● **THE EXERCISE**:
Count how many lines in the records below contain the word "shoe". Reply with the number alone.
▬▬▬▬▬▬▬▬▬▬
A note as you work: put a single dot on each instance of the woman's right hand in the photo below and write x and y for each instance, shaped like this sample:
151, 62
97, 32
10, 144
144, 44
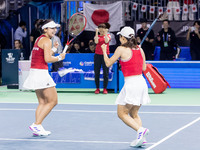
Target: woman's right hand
104, 48
63, 55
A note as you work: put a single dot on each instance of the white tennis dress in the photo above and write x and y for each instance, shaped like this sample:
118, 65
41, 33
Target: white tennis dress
134, 91
38, 79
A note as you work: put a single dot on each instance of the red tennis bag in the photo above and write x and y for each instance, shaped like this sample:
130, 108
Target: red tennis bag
156, 80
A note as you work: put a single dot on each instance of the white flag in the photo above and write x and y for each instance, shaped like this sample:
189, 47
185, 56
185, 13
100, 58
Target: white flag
97, 14
135, 6
177, 10
185, 9
144, 8
160, 10
194, 8
152, 9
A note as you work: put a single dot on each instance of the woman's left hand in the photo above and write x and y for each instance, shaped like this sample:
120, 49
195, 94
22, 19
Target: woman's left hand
56, 44
104, 48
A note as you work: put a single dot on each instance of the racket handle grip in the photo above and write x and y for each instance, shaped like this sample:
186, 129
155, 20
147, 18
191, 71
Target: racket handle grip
65, 49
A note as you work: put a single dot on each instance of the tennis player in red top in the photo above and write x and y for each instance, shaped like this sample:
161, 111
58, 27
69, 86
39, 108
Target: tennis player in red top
39, 78
135, 90
101, 37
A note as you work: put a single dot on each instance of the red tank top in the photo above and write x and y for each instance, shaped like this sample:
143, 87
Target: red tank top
134, 65
37, 61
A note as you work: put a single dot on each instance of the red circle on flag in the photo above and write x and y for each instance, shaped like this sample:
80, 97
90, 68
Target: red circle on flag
100, 16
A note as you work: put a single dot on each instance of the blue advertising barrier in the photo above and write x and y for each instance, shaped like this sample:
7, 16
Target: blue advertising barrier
184, 55
10, 59
85, 78
179, 74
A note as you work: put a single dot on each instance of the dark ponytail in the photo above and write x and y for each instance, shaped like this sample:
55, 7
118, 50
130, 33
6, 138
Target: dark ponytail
42, 22
131, 42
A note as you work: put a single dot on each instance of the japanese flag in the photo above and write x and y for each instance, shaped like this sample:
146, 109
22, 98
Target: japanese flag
152, 9
97, 14
134, 6
194, 8
144, 8
160, 10
177, 10
169, 11
185, 9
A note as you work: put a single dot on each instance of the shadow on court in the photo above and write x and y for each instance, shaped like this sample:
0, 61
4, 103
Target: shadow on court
97, 127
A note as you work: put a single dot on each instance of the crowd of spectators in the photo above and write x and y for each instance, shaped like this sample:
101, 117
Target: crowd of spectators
84, 43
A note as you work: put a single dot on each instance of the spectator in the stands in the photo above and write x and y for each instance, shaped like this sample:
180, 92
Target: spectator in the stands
91, 47
101, 37
112, 43
190, 13
20, 32
18, 44
35, 33
194, 36
166, 39
147, 45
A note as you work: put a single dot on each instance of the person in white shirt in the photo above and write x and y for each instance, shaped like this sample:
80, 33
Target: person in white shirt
20, 32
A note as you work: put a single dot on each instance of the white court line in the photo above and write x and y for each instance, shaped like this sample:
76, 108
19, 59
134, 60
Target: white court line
90, 104
172, 134
95, 111
66, 141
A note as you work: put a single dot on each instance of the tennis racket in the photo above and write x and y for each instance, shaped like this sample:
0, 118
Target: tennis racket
76, 25
161, 17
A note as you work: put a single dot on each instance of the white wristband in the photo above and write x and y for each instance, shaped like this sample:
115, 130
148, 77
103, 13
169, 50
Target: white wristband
54, 49
59, 58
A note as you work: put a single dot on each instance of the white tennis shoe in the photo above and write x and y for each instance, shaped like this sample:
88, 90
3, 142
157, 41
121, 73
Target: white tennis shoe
141, 136
133, 144
38, 130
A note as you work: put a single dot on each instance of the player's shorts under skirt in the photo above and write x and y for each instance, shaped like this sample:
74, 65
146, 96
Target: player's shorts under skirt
38, 79
134, 91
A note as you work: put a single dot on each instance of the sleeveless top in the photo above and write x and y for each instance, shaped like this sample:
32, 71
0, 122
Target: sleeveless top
98, 49
134, 65
37, 61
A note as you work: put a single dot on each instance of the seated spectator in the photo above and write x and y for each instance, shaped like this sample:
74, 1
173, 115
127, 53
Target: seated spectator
18, 44
91, 48
194, 36
20, 32
76, 47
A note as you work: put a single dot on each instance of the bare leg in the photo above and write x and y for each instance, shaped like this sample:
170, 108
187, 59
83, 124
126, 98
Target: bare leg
134, 114
123, 113
47, 100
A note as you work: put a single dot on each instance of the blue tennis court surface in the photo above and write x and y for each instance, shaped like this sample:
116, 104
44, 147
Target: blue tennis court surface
97, 127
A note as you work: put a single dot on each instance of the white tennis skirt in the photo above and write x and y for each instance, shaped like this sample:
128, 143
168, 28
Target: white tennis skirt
38, 79
134, 91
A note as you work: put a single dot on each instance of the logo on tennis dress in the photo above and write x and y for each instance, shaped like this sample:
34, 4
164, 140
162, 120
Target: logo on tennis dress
150, 79
10, 59
140, 134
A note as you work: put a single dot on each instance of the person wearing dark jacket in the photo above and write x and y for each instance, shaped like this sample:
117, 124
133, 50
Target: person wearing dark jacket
166, 39
147, 46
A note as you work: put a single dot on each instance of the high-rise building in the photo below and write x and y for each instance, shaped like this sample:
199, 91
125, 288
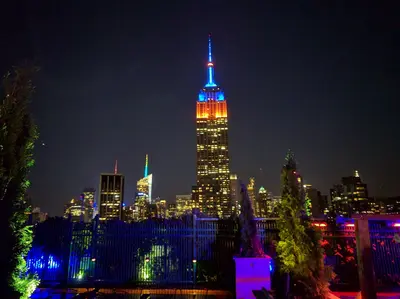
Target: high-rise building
88, 196
350, 197
143, 194
212, 192
111, 195
251, 191
171, 210
37, 216
235, 194
161, 205
184, 205
262, 203
317, 201
77, 210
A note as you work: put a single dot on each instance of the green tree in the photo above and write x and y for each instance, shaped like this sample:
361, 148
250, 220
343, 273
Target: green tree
251, 245
299, 250
17, 136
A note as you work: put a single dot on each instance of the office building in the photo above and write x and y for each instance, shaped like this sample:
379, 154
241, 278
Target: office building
350, 197
143, 196
111, 196
212, 191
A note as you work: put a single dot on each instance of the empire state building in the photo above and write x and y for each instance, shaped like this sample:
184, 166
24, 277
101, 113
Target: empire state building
212, 192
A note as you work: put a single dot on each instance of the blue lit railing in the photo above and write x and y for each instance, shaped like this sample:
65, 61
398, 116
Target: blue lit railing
180, 252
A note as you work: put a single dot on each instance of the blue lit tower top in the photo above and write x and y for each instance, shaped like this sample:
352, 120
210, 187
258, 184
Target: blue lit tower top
210, 65
211, 90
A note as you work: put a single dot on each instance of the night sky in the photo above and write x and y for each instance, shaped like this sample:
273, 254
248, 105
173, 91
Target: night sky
118, 81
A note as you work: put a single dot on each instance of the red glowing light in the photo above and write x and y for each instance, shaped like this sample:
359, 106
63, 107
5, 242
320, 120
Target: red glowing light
320, 224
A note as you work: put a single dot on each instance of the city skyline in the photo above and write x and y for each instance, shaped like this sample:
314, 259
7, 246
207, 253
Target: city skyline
309, 78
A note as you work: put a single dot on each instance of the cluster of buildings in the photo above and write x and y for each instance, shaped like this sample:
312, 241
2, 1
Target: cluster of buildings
217, 191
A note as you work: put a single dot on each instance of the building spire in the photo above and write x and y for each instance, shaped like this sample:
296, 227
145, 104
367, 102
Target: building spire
146, 166
210, 65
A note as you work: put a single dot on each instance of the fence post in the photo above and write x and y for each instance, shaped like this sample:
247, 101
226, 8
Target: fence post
194, 260
67, 256
364, 259
95, 226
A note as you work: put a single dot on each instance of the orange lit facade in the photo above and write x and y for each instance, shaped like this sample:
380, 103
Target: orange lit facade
211, 109
212, 191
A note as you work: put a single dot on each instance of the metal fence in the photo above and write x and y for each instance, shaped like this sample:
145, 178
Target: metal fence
188, 252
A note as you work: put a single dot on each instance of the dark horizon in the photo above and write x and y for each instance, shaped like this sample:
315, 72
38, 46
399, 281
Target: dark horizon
121, 81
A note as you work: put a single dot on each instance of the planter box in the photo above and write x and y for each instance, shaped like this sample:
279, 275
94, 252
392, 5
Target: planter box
252, 274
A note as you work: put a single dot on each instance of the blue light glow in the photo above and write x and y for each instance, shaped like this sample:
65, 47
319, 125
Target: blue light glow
37, 263
202, 97
220, 96
210, 66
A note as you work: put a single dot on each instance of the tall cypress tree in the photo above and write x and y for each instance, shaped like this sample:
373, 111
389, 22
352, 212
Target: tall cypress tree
17, 136
299, 252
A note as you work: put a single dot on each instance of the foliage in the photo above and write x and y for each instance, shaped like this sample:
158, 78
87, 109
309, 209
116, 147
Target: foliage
307, 205
17, 136
299, 251
251, 245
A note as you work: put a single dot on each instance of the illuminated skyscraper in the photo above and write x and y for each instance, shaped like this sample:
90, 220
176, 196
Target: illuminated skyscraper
143, 194
111, 195
212, 192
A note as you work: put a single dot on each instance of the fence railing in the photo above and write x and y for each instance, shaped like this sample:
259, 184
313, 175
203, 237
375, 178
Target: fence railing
183, 252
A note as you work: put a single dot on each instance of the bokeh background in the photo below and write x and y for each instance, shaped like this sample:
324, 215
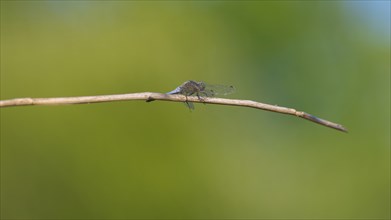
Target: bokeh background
158, 160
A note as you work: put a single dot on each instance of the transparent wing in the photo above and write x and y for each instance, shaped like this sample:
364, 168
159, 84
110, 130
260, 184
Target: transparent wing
213, 90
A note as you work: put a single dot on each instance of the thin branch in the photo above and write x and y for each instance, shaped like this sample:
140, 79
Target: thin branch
151, 96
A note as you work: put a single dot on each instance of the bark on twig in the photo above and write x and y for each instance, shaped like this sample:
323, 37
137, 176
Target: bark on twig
150, 96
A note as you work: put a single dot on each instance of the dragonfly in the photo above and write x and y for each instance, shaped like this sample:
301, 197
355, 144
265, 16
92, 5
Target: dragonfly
201, 89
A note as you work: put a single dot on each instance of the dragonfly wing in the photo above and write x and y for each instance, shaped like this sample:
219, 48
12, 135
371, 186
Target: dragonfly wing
212, 90
175, 91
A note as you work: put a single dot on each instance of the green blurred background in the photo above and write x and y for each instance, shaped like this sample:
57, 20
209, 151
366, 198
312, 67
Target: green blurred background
158, 160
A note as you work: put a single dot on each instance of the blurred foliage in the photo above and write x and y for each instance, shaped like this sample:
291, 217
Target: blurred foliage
158, 160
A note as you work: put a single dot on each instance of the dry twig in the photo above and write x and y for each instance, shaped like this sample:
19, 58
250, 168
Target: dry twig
150, 96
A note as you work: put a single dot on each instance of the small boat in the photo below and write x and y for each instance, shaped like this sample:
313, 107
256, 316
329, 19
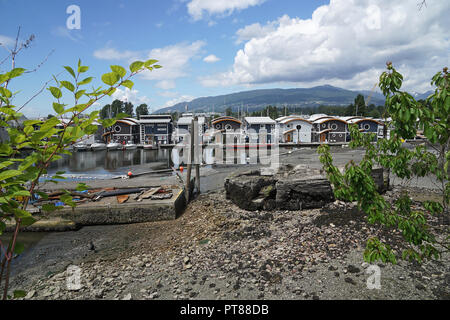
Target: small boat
150, 147
98, 146
80, 147
113, 146
130, 146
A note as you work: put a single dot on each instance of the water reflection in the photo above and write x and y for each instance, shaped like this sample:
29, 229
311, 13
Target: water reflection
110, 162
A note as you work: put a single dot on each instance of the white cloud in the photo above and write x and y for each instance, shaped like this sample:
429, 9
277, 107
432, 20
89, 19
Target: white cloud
254, 31
128, 95
113, 54
211, 59
63, 32
165, 84
197, 8
174, 101
344, 42
7, 41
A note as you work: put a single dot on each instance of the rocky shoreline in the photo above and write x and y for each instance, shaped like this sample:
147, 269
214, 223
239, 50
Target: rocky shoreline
216, 250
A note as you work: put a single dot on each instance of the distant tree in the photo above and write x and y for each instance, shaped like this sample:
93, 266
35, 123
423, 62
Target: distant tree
360, 105
104, 113
128, 108
142, 109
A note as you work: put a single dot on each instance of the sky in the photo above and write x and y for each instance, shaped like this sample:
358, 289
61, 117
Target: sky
214, 47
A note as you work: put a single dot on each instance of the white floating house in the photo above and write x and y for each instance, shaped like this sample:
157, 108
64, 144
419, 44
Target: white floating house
155, 129
294, 129
183, 128
263, 125
328, 129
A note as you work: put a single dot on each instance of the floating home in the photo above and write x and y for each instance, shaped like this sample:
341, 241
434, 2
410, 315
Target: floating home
294, 129
263, 125
183, 128
155, 129
368, 125
328, 129
227, 126
123, 131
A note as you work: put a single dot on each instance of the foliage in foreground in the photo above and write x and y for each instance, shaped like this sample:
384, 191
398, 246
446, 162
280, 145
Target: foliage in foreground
356, 183
20, 176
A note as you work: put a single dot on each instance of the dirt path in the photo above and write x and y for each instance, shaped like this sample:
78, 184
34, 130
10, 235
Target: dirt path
218, 251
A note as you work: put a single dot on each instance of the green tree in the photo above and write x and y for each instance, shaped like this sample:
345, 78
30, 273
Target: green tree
20, 176
128, 109
356, 183
142, 109
360, 105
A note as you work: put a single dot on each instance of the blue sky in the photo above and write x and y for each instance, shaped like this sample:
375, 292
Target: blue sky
217, 47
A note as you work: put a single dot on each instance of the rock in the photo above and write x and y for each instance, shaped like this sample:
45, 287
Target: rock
30, 294
127, 297
353, 269
350, 280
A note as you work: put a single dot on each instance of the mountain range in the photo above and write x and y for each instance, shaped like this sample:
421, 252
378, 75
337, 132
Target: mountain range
256, 99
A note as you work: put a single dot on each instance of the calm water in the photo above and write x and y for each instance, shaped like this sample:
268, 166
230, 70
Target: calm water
111, 163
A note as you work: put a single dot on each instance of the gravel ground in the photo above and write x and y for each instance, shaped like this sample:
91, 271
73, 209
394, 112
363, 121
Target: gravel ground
217, 251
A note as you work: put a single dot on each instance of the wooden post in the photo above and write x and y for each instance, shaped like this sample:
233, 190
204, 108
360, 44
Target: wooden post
190, 161
197, 155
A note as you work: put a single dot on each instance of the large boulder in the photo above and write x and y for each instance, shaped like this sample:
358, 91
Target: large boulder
290, 188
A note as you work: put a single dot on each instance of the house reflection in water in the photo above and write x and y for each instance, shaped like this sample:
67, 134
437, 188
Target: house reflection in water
111, 162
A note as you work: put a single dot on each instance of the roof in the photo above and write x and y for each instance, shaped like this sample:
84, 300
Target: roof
318, 116
128, 121
322, 120
188, 120
160, 120
287, 120
259, 120
364, 119
225, 118
154, 116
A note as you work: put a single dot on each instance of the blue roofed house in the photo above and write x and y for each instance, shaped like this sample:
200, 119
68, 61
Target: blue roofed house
155, 129
261, 126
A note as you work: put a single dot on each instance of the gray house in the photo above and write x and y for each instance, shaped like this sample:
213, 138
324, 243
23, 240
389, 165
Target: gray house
155, 128
261, 125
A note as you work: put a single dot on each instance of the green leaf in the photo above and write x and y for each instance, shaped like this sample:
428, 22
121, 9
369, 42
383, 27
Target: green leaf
79, 94
55, 92
110, 78
15, 72
82, 69
128, 83
21, 193
68, 85
119, 70
136, 66
58, 107
85, 81
70, 70
9, 174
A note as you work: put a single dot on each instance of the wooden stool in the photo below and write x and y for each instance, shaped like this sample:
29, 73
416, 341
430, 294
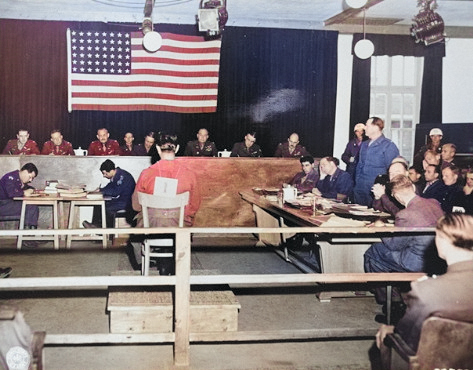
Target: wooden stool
40, 202
73, 220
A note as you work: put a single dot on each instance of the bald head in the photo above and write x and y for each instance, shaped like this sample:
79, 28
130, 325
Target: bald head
293, 140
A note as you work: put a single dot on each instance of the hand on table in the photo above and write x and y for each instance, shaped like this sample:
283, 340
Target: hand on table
378, 190
28, 192
382, 332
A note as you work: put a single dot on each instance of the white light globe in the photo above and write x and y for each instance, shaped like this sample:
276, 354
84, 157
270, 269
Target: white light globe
152, 41
356, 3
364, 49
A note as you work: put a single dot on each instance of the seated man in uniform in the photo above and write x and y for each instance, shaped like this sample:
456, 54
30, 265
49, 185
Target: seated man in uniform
120, 188
247, 148
201, 147
104, 145
291, 148
307, 179
57, 145
337, 184
449, 295
21, 145
16, 184
168, 167
409, 253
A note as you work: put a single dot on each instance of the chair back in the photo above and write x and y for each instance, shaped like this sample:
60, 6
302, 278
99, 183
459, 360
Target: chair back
445, 344
163, 202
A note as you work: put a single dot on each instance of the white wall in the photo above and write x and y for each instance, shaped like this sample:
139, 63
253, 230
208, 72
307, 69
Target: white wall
457, 96
457, 103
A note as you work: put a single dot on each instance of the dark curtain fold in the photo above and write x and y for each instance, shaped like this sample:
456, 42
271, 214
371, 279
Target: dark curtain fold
431, 99
271, 80
360, 92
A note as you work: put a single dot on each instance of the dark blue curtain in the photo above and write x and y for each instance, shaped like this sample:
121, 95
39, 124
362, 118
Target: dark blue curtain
273, 81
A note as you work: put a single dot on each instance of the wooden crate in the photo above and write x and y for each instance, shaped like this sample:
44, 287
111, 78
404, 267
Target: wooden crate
152, 312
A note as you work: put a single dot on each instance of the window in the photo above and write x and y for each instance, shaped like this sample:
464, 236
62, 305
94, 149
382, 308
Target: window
395, 97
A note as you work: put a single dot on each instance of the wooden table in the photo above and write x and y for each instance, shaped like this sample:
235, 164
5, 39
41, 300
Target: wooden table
39, 201
338, 253
59, 217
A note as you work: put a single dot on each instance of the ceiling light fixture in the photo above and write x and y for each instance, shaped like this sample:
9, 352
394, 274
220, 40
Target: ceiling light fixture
212, 16
428, 26
356, 4
364, 49
152, 40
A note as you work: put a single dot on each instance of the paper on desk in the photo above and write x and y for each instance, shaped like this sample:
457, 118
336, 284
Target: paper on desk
335, 221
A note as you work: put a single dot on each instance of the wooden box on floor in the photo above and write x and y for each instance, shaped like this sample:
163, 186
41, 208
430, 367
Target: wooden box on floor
152, 312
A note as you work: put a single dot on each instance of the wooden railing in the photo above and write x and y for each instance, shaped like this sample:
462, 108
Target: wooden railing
183, 280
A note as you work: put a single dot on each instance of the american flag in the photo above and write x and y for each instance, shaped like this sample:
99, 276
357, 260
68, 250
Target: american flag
112, 71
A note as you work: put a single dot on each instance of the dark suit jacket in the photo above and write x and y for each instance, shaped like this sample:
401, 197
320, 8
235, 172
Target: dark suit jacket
449, 296
409, 251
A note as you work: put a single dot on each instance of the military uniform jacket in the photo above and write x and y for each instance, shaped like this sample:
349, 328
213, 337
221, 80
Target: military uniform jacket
64, 149
30, 147
240, 150
97, 148
193, 149
283, 151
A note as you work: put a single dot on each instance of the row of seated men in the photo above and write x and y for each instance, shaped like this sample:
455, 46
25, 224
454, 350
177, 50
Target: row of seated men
201, 147
450, 295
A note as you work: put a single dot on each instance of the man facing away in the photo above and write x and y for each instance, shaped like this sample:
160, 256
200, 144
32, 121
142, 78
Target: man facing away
119, 189
247, 148
57, 145
167, 167
307, 179
15, 184
201, 147
337, 184
104, 145
21, 145
376, 154
291, 148
449, 295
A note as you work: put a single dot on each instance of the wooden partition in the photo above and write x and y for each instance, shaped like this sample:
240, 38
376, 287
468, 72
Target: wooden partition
220, 179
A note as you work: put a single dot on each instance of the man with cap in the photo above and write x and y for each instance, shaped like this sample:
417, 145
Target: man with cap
351, 154
434, 142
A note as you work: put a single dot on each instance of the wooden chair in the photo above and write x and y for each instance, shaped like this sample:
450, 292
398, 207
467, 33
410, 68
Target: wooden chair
146, 201
15, 330
443, 344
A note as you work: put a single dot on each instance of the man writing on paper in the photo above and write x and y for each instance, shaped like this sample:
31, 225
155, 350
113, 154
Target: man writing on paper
170, 168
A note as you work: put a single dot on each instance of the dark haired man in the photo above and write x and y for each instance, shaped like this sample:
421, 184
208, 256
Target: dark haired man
21, 145
307, 179
337, 184
104, 145
375, 157
247, 148
201, 147
16, 184
57, 145
167, 167
405, 253
291, 148
119, 189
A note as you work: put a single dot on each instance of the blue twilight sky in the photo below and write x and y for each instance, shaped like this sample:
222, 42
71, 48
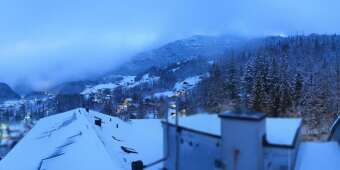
▬▬▬▬▬▬▬▬▬▬
● **THE RESULT**:
2